Textauszug →

Jubiläumsprogramm im Chamäleon Theater : Die Zirkus-Erneuerer in den Hackeschen Höfen werden ausgezeichnet

Das Chamäleon Theater erhält den „Theaterpreis des Bundes 2023“ in der Kategorie „Privattheater und Gastspielhäuser“. Ein Blick auf ihr Erfolgsrezept und die Pläne für 2024.

Über das Chamäleon Theater in den Hackeschen Höfen ist im Laufe der Jahre schon viel Lobendes gesagt oder ins Besucher:innenbuch geschrieben worden, aber als „Speerspitze einer dynamischen Entwicklung der Darstellende Künste“ geadelt zu werden – das dürfte der Intendantin Anke Politz und dem Geschäftsführer Hendrik Frobel aber besonders gut gefallen.

Zumal die Worte von einer Jury stammen, die im Auftrag der Kulturstaatsministerin Claudia Roth über den „Theaterpreis des Bundes 2023“ zu befinden hatte. Der wird alle zwei Jahre vergeben und soll im weitesten Sinne „die deutsche Theaterlandschaft fördern“.

Der Theatersaal im Chamäleon Berlin.

Kurze Aufgabe 1 → Wiederhole aus dem Textauszug über das Chamäleon Theater wörtlich den Abschnitt von "Über das Chamäleon" bis "besonders gut gefallen.".
Kurze Aufgabe 2 →
Beantworte anhand des Textauszugs über das Chamäleon Theater die folgenden Fragen.
(a) In welcher Kategorie erhält das Chamäleon Theater den „Theaterpreis des Bundes 2023“?
(b) Wie oft wird dieser Preis vergeben?
(c) Wer ist die Intendantin des Chamäleon Theaters?

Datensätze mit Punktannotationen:
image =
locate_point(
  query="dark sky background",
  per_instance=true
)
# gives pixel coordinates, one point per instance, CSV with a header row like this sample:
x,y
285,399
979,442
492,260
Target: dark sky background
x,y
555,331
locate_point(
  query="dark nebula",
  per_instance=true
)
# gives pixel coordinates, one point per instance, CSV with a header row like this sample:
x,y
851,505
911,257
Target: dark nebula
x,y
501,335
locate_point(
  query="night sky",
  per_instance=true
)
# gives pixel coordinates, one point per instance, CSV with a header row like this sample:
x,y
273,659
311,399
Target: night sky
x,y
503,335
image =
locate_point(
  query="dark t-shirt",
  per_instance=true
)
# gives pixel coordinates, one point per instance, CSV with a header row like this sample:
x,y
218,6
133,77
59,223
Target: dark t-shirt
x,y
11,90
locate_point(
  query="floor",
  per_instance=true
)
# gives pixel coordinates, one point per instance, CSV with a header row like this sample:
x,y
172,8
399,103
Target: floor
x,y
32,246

Lösung 1 →
Über das Chamäleon Theater in den Hackeschen Höfen ist im Laufe der Jahre schon viel Lobendes gesagt oder ins Besucher:innenbuch geschrieben worden, aber als „Speerspitze einer dynamischen Entwicklung der Darstellende Künste“ geadelt zu werden – das dürfte der Intendantin Anke Politz und dem Geschäftsführer Hendrik Frobel aber besonders gut gefallen.

Lösung 2 →
(a) In der Kategorie „Privattheater und Gastspielhäuser“.
(b) Alle zwei Jahre.
(c) Anke Politz.